WRITTEN INSTRUCTION: Locate every line in the rows below that contains the string "instance" and copy each of those lines. Case counts, so match the capitalization exactly.

-- start of STORED DATA --

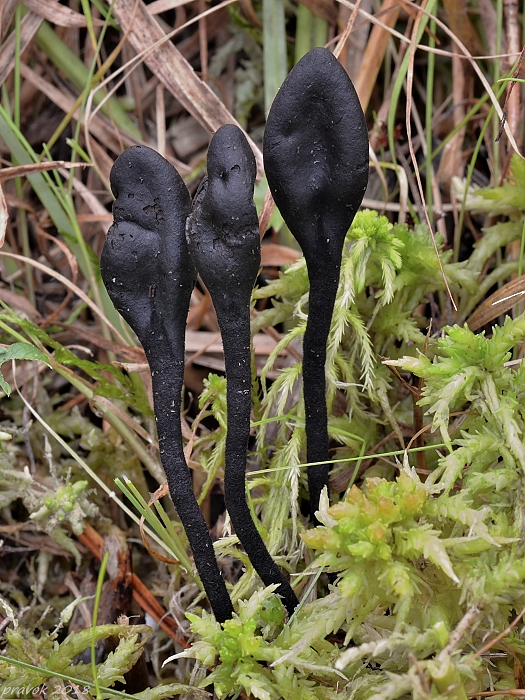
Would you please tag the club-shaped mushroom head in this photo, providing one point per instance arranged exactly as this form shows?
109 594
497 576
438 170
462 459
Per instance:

-- end of STORED DATA --

OUTPUT OF THE TASK:
Would you please tag the club-shaped mushroom head in this photo, providing one point per instance arranged exactly as this form shows?
Per instance:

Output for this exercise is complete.